**TASK TO COMPLETE**:
Down to the last line below, give the listing again exactly.

**DATA SHOWN**:

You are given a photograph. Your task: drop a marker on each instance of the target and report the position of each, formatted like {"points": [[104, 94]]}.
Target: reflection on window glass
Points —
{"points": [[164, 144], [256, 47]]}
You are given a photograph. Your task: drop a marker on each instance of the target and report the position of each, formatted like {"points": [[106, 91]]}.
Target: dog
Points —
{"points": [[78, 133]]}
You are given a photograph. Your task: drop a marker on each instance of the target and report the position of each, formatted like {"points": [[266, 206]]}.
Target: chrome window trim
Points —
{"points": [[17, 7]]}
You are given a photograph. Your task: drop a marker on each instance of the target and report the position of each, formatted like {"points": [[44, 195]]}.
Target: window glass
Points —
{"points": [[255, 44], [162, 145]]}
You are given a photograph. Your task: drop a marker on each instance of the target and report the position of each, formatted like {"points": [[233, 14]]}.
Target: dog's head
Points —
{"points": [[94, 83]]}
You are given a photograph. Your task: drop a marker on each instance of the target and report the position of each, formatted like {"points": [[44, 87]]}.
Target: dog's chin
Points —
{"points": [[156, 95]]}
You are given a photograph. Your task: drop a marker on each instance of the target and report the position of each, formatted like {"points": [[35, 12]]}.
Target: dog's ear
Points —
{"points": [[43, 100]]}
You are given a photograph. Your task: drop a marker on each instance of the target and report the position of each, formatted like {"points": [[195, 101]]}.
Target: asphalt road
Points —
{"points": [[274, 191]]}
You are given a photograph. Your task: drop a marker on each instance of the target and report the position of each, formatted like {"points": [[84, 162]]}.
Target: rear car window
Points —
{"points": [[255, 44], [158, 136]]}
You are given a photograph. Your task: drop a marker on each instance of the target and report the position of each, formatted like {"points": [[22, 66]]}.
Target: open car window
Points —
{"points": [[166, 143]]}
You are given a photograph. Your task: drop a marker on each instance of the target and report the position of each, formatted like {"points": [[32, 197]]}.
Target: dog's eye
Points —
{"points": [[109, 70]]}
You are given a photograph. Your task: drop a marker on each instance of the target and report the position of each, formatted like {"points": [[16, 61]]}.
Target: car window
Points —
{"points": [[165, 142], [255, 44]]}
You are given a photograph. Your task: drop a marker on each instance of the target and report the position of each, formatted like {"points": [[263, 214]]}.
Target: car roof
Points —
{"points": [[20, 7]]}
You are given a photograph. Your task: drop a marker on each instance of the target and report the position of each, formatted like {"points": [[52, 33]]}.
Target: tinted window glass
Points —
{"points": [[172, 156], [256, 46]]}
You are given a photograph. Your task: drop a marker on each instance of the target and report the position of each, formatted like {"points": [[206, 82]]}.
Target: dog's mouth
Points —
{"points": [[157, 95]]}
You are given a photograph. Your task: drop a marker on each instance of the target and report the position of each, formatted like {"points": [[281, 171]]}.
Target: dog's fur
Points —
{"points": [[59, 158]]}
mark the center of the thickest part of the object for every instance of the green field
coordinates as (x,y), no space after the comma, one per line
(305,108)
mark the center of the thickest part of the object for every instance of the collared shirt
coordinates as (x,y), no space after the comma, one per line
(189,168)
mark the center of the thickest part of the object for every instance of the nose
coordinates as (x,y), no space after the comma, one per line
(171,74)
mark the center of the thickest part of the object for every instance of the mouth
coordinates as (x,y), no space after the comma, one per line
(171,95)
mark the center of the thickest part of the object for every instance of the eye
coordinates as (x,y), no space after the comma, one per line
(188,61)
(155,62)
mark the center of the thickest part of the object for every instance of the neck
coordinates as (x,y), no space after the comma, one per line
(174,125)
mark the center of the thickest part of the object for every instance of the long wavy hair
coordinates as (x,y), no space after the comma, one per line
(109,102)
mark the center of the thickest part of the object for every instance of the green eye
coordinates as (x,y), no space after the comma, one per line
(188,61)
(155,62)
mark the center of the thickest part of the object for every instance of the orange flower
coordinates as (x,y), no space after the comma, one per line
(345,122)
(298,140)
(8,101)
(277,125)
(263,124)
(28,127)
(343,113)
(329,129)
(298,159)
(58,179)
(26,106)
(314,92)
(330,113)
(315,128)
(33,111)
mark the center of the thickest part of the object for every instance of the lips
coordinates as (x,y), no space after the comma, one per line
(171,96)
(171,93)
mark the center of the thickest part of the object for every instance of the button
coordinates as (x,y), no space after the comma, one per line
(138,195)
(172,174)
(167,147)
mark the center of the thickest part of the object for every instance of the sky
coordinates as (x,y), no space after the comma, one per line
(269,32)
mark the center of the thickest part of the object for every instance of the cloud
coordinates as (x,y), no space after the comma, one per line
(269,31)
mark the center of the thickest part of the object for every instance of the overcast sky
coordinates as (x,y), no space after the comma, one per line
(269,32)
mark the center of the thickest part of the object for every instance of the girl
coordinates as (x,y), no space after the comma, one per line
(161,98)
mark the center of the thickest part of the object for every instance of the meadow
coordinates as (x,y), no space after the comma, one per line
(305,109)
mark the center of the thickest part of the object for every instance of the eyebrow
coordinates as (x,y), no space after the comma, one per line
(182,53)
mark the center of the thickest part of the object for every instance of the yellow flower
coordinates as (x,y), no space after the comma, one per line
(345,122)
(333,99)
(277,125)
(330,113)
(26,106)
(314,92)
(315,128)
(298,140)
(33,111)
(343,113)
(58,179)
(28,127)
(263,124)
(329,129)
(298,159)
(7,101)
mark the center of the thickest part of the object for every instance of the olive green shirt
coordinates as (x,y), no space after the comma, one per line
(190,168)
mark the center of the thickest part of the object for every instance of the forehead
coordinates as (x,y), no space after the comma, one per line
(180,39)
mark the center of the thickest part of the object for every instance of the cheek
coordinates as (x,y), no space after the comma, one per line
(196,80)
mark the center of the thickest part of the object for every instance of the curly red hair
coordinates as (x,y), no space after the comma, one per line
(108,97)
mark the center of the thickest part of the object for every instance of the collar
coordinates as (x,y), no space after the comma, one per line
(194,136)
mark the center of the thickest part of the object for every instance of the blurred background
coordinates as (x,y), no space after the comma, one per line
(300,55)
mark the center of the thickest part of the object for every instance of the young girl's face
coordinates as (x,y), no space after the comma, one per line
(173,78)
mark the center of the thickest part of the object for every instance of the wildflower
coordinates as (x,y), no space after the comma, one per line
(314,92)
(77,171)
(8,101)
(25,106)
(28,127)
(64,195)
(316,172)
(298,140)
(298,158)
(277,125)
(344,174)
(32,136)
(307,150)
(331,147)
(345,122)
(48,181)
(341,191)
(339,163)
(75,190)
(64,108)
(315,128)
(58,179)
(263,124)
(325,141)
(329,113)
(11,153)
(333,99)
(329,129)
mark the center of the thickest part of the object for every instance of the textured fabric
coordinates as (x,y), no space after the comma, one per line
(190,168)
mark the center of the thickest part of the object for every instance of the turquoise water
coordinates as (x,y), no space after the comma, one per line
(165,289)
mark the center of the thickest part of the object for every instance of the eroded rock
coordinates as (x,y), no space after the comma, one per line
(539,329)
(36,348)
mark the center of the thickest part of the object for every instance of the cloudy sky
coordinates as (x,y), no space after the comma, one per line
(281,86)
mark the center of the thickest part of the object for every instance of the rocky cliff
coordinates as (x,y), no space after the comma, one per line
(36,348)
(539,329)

**OUTPUT OF THE EXERCISE**:
You are given a photograph. Your task: drop a marker on each instance of the target and report the position of each, formatted like {"points": [[104, 94]]}.
Target: reflection on window glass
Points —
{"points": [[164, 144], [256, 47]]}
You are given a photograph. Your task: drop a marker on each instance of the target and report the position of each, formatted like {"points": [[106, 91]]}.
Target: dog
Points —
{"points": [[78, 133]]}
You are given a photograph. Your task: drop a marker on each instance of the target and report the position of each, formatted like {"points": [[266, 206]]}.
Target: chrome window trim
Points —
{"points": [[17, 7]]}
You are given a photograph. Your task: drop a marker on each instance of the target and report the position of each, formatted like {"points": [[44, 195]]}.
Target: window glass
Points —
{"points": [[255, 44], [162, 145]]}
You are given a photograph. Your task: drop a marker on each instance of the target and report the position of each, formatted like {"points": [[233, 14]]}.
Target: dog's head
Points —
{"points": [[94, 83]]}
You are given a photograph. Your task: drop a marker on each instance of the target and report the position of each, formatted like {"points": [[44, 87]]}.
Target: dog's chin
Points —
{"points": [[156, 95]]}
You are given a photograph. Your task: drop a marker on each instance of the target and report the position of each, formatted like {"points": [[35, 12]]}.
Target: dog's ear
Points —
{"points": [[43, 100]]}
You are given a photograph. Your task: drop a marker on each instance of the target and report the position of each, formatted like {"points": [[195, 101]]}.
Target: asphalt road
Points —
{"points": [[274, 191]]}
You are given a photograph. Your task: drop a marker on each instance of the target and report the position of each, formatted like {"points": [[84, 162]]}.
Target: rear car window
Points —
{"points": [[255, 44], [158, 136]]}
You are given a photograph. Your task: drop a marker on each instance of the target and report the position of each, formatted like {"points": [[22, 66]]}.
Target: open car window
Points —
{"points": [[166, 143]]}
You are given a photograph. Your task: drop a marker on each instance of the target and report the position of each, formatted like {"points": [[32, 197]]}.
Target: dog's eye
Points —
{"points": [[109, 70]]}
You are given a photograph. Your task: drop a marker on each instance of the target and report the position of each, formatted like {"points": [[16, 61]]}.
Target: car window
Points —
{"points": [[165, 142], [255, 44]]}
You are given a photograph. Your task: drop a marker on each instance of the target and report the position of each, formatted like {"points": [[263, 214]]}.
Target: car roof
Points —
{"points": [[20, 7]]}
You are given a photograph. Your task: drop a marker on each instance of the target and report the position of each, formatted like {"points": [[52, 33]]}.
Target: tinted window glass
Points —
{"points": [[172, 156], [256, 46]]}
You are given a photograph. Your task: drop a marker on each instance of the target and report the position of each, formatted like {"points": [[206, 82]]}.
Target: dog's mouth
Points —
{"points": [[157, 95]]}
You are given a photograph. Your task: drop a marker on each instance of the target and report the position of each, formatted like {"points": [[281, 171]]}.
Target: dog's fur
Points —
{"points": [[59, 158]]}
mark the center of the thickest part of the object for every instance of the green field
coordinates as (x,y), no space after the comma, one per line
(305,108)
mark the center of the thickest part of the object for every instance of the collared shirt
coordinates as (x,y), no space after the comma, one per line
(189,168)
mark the center of the thickest part of the object for every instance of the nose
coordinates as (x,y), no space after the comma, one per line
(171,74)
mark the center of the thickest part of the object for every instance of the mouth
coordinates as (x,y), no space after the comma, one per line
(171,95)
mark the center of the thickest part of the object for every instance of the eye
coordinates as (x,y), no space after the comma, one per line
(188,61)
(155,62)
mark the center of the thickest part of the object for every instance of the neck
coordinates as (x,y), no space after the comma, one per line
(174,125)
mark the center of the thickest part of the object for every instance of the long wavy hair
coordinates as (x,y), no space after the comma, one per line
(109,102)
mark the center of the thickest part of the object for every instance of the green eye
coordinates as (x,y), no space after the comma, one per line
(188,61)
(155,62)
mark the center of the thickest part of the object for every instance of the orange flower
coordinates as (x,y), no space after the comma, one per line
(345,122)
(298,140)
(8,101)
(277,125)
(263,124)
(28,127)
(343,113)
(329,129)
(298,159)
(58,179)
(26,106)
(314,92)
(330,113)
(315,128)
(33,111)
mark the center of the thickest part of the object for every instance of the lips
coordinates as (x,y), no space after the comma, one per line
(171,96)
(171,93)
mark the center of the thickest part of the object for every instance of the button
coordinates as (x,y), no space after the comma, one per line
(138,195)
(172,174)
(167,147)
mark the center of the thickest part of the object for every instance of the sky
coordinates as (x,y), no space after the comma, one per line
(269,32)
mark the center of the thickest part of the object for every instance of the cloud
coordinates as (x,y), no space after the comma, one per line
(269,31)
mark the center of the thickest part of the object for every instance of the overcast sky
coordinates as (x,y), no space after the comma, one per line
(269,32)
mark the center of the thickest part of the object for every instance of the girl
coordinates as (x,y), no space after the comma, one per line
(161,98)
mark the center of the thickest part of the object for every instance of the meadow
coordinates as (x,y), no space after the comma, one per line
(305,109)
mark the center of the thickest part of the object for every instance of the eyebrow
coordinates as (x,y), no space after the comma, one per line
(182,53)
mark the center of the thickest part of the object for every instance of the yellow flower
coordinates as (x,y), no space after the comma, one per line
(345,122)
(333,99)
(277,125)
(330,113)
(26,106)
(314,92)
(315,128)
(298,140)
(33,111)
(343,113)
(58,179)
(28,127)
(263,124)
(329,129)
(298,159)
(7,101)
mark the center of the thickest part of the object for every instance of the olive green shirt
coordinates as (x,y), no space after the comma, one per line
(190,168)
mark the center of the thickest part of the object for every instance of the forehead
coordinates as (x,y), no space after the comma, one per line
(180,39)
mark the center of the thickest part of the object for every instance of the cheek
coordinates as (x,y), no space after the comma, one per line
(196,80)
mark the center of the thickest part of the object for every instance of the curly red hair
coordinates as (x,y), no space after the comma, one per line
(108,97)
mark the center of the thickest part of the object for every instance of the collar
coordinates as (x,y), no space after the comma, one per line
(194,136)
mark the center of the thickest part of the object for every instance of the blurred background
coordinates as (x,y), no space after the comma, one per line
(300,55)
mark the center of the thickest part of the object for every instance of the young girl's face
coordinates as (x,y), no space after the comma, one per line
(173,78)
mark the center of the thickest part of the object for every instance of the wildflower
coordinates as (x,y), no space after the comma, one per line
(314,92)
(77,171)
(8,101)
(25,106)
(28,127)
(64,195)
(316,172)
(298,140)
(298,158)
(277,125)
(344,174)
(32,136)
(307,150)
(331,147)
(345,122)
(48,181)
(341,191)
(339,163)
(75,190)
(64,108)
(315,128)
(58,179)
(263,124)
(325,141)
(329,113)
(11,153)
(333,99)
(329,129)
mark the center of the thickest part of the object for every instance of the textured fabric
coordinates as (x,y), no space after the comma, one per line
(190,168)
mark the center of the thickest part of the object for every instance of the turquoise water
coordinates as (x,y), no space after the comma, one per line
(165,289)
mark the center of the thickest part of the object for every instance of the eroded rock
coordinates as (x,y), no space after the comma, one per line
(539,329)
(36,348)
mark the center of the thickest part of the object for every instance of the cloudy sky
coordinates as (x,y), no space after the comma, one per line
(281,86)
mark the center of the thickest part of the object for every instance of the rocky cliff
coordinates as (x,y), no space after the comma, one per line
(36,348)
(539,329)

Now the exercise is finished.